**PASSAGE TO READ**:

===

Their lab tech handed me the little toy mouse and joked, "Okay, show me how you kill your mice."
"Really?" I threw my hair back and laughed, "Okay...!"
In my hand, I ran my fingers up the "spine" of a little plush purple mouse with a feather tail - normally it was a beloved cat toy. Today, it was my dissection model.
I verbally walked through my motions, "So you find the cervical vertebrae, and you pinch it between your fingers, and then grab the tail with your other hand, and you PULL!" They laughed at my animated explanation, and the way that I punctuated every gruesome step with a basket of giggles.
This transitioned into a discussion where we all contrasted our own experiences of performing dissections on cats, frogs, and fetal pigs in our middle school and high school educations. Namely, for those of us that are from California, we brought up how the animal specimens were always given to us already dead. However, in France, students would be given live animals, and were responsible for sacrificing their own specimens prior to dissection.
"They don't trust us with killing them," I said, in a very manner-of-fact way. The group all laughed, much to my befuddlement.
"Man," they shrugged, "only biologists could talk about this stuff like it's nothing." I finally realized how morbid my statement was, and laughed nervously.
"Yeah," one laughed, "it's definitely a biologist thing."

===

**RECORD EXTRACTS**:
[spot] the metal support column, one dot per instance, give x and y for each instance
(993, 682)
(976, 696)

===

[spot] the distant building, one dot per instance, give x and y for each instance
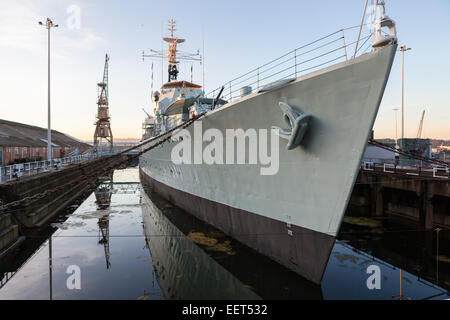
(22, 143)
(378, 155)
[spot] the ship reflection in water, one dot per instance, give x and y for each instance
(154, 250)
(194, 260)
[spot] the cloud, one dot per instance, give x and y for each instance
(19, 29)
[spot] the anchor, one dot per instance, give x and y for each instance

===

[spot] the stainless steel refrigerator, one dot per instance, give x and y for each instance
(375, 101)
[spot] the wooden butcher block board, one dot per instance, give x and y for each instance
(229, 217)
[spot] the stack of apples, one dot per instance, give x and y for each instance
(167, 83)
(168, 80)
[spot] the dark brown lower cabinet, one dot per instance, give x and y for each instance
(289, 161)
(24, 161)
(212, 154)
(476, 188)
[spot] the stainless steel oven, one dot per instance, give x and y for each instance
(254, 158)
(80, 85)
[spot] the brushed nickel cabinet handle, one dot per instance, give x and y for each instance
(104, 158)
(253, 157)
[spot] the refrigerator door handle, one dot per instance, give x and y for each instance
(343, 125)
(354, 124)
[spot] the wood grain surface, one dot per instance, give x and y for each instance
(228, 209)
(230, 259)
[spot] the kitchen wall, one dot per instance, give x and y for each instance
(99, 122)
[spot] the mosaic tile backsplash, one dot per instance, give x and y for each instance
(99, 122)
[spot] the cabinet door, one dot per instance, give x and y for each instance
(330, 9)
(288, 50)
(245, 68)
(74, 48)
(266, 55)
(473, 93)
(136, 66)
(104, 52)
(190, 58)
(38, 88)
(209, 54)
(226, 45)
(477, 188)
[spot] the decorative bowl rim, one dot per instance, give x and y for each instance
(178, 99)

===

**WHAT YOU ARE ASKED TO DO**: Please translate this sentence from the story about the toy mouse into Spanish: "However, in France, students would be given live animals, and were responsible for sacrificing their own specimens prior to dissection."

**SOLUTION TO THE EXERCISE**: Sin embargo, en Francia, a los estudiantes se les daban animales vivos, y eran responsables de sacrificar sus propios especímenes antes de la disección.